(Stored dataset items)
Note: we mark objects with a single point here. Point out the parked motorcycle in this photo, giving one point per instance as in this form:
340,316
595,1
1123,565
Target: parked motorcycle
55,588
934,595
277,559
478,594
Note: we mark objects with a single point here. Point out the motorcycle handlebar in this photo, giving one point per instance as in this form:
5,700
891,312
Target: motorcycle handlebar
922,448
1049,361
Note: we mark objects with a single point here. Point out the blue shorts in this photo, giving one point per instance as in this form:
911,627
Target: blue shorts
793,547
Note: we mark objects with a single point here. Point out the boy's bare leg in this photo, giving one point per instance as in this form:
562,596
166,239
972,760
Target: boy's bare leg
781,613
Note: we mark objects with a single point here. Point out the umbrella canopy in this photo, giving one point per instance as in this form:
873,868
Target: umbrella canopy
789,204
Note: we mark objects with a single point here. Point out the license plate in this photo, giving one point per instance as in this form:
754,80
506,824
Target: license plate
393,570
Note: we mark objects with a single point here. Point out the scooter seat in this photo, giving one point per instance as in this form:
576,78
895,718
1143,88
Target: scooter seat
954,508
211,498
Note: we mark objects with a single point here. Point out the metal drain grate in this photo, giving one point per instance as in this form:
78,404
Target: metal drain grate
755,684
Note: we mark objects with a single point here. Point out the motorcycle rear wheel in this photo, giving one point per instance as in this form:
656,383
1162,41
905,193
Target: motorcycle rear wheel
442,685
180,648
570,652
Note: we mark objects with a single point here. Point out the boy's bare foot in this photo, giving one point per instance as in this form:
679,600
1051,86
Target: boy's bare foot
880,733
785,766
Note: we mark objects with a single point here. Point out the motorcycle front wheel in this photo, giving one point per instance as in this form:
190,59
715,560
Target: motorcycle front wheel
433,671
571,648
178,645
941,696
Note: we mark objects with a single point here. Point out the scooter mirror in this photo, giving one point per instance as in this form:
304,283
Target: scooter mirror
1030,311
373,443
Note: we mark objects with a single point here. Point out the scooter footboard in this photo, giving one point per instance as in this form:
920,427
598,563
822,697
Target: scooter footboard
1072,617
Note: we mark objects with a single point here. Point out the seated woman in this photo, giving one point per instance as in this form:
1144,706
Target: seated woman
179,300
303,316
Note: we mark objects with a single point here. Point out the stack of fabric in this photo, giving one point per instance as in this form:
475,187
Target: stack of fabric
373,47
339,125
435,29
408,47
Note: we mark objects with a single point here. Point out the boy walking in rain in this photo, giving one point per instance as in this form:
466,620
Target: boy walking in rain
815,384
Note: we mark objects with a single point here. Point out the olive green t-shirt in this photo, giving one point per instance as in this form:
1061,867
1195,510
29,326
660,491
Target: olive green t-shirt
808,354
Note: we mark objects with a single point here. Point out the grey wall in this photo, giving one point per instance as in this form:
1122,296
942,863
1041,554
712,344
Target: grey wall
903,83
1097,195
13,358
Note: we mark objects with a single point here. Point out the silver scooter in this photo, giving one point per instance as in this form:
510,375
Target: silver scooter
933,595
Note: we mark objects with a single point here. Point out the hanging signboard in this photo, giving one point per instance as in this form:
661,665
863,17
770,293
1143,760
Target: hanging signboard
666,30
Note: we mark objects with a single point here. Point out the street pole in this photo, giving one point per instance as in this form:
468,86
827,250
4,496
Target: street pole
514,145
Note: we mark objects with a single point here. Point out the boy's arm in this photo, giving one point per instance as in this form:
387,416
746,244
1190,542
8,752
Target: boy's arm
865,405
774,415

TASK BRIEF:
Every single record is to be set down again, unaltered.

TASK OUTPUT:
Note: we mark objects with a single point here. Point out the parked motorcycle in this photo, giving one point per instance as in this form:
340,316
595,1
1123,565
Target: parked motorcycle
55,588
934,595
277,559
478,594
Note: we mark objects with a single point here. Point out the motorcycle handlebar in this photo, giving one point per instance as in this form:
5,700
891,312
Target: motorcycle handlebar
922,448
1049,361
Note: we mark objects with a single point here. Point out the blue shorts in this photo, giving one point per instance as in this form:
911,627
Target: blue shorts
793,547
Note: we mark objects with a single point here. Point out the boy's bare leg in this photo, giving one point per instance as in this form:
562,596
166,239
972,760
Target: boy's bare leg
781,613
Note: we mark objects with a single point here. Point out the umbrella canopy in this photo, giving one point per instance as in this form:
873,868
Target: umbrella canopy
789,204
Note: we mark objects with a single point here. Point out the license plate in this photo, giving one point per instance as in this form:
754,80
506,824
Target: license plate
393,570
Note: we mark objects with a single point here. Point out the scooter seat in this photo, giving one point per instance as in this form:
576,78
895,718
1143,88
Target: scooter seat
954,508
211,498
Note: we mark objects with a single point here. Point out the metal drain grate in this photo, giving one point per instance as in this form:
78,404
Target: metal drain grate
755,684
Note: we mark objects with a single point here. Point out the motorcycle rear wheel in this photo, giving one point per instance as in this form:
656,383
1162,41
905,193
Target: motorcycle rear wheel
442,685
180,648
570,652
Note: we mark objects with a single point here. Point out the boy's bare foot in this photo, giving one point per instance as in this form:
679,600
1051,86
Target: boy's bare foot
880,733
785,766
Note: we mark objects with a single point here. Point out the motorcycle front wheel in this photo, giving one point per instance as in this form:
190,59
715,560
Target: motorcycle front wheel
433,671
571,648
178,645
941,696
Note: we mark objects with a single point here. Point out the scooter mirror in this photo, giving one point per instance as in this form:
304,283
Target: scooter mirror
1030,311
373,443
Note: we mark objects with a single point here. Point out the scooter footboard in this photo, giving one point per instance as in this form:
920,427
598,563
822,697
Target: scooter footboard
1072,617
Note: we mark objects with a single point here. Point out the seated woman in this photo, giving one point per instance as in this form:
1144,706
Target: seated woman
179,300
303,316
Note: we mark objects with a single point here. Point out the stack of fabric in this photo, giving one point per instance as in this form:
475,187
Target: stack of fabric
373,47
339,125
435,29
408,47
Note: we mark objects with a single point here. Point out the boy walking in rain in this photo, giving one point per instance as in this form:
466,620
Target: boy walking in rain
815,384
Note: we mark objects with a single point here. Point out the olive green t-shirt in this photo, giving one point per instance as in this form:
1061,867
1195,510
29,326
660,491
Target: olive green t-shirt
808,354
Note: we mark objects with a single point here. Point out the grey wall in this photo, giving one point per instance as in this form:
1122,296
942,863
1041,554
712,344
Target: grey wall
903,83
1097,195
13,358
Note: we mark objects with a single point here. Point out the silver scooter in this photo, giving one point per instance as in this form:
510,375
Target: silver scooter
933,595
Note: we mark objects with a single point here. Point out the hanging signboard in this photo, giving one point per instance as in this form:
661,665
863,17
770,293
1143,760
Target: hanging signboard
666,30
Note: we mark objects with a single point here. Point out the street pole in this photo, giving one point per instance as in this form:
468,86
827,250
4,496
Target: street pole
514,145
Note: we mark objects with a single point here. Point out the boy's arm in this photo, giving one point per instance as in this form:
387,416
746,244
1190,542
8,752
Target: boy's arm
865,405
774,415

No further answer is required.